**EXERCISE AIM**: Select each line of the records below that contains the string "floor", and copy those lines out. Uppercase and lowercase letters must match.

**AVAILABLE RECORDS**:
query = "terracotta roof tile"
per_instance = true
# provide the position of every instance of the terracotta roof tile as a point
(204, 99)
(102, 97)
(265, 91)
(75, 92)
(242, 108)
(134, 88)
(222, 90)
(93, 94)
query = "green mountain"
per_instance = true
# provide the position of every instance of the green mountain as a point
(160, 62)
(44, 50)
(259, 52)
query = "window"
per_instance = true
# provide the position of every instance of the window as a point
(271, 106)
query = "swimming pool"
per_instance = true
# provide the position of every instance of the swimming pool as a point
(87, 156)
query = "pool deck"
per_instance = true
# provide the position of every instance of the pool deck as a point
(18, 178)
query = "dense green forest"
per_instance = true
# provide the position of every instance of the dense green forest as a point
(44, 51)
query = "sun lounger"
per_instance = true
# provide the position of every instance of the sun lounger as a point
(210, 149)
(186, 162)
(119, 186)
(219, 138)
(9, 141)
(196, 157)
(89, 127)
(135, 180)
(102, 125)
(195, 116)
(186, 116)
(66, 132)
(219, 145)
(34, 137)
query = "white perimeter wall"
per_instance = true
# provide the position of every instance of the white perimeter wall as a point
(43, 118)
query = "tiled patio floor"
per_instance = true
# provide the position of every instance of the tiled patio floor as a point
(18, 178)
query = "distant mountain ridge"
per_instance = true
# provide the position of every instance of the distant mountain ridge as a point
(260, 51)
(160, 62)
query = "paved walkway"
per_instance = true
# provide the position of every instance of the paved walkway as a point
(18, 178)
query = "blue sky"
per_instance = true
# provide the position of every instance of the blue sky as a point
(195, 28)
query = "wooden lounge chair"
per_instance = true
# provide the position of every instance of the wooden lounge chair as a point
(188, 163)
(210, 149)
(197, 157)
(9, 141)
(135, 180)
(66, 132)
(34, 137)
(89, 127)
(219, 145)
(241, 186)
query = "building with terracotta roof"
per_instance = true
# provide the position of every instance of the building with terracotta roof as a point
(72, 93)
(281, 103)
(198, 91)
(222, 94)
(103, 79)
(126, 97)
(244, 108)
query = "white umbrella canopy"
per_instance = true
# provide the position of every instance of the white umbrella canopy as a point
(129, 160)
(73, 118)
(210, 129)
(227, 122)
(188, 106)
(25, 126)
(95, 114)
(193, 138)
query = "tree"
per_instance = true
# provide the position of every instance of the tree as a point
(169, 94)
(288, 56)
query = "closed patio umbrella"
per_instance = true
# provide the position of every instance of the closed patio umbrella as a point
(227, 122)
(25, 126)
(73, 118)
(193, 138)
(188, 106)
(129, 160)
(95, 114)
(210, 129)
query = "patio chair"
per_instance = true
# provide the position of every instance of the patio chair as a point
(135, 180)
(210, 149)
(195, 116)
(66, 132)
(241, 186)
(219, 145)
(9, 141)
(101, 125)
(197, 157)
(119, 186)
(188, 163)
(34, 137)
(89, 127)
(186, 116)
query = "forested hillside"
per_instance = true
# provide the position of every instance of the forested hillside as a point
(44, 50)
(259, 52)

**OUTPUT OF THE EXERCISE**:
query = "tiled patio floor"
# provide the position of every instance of the tiled patio floor as a point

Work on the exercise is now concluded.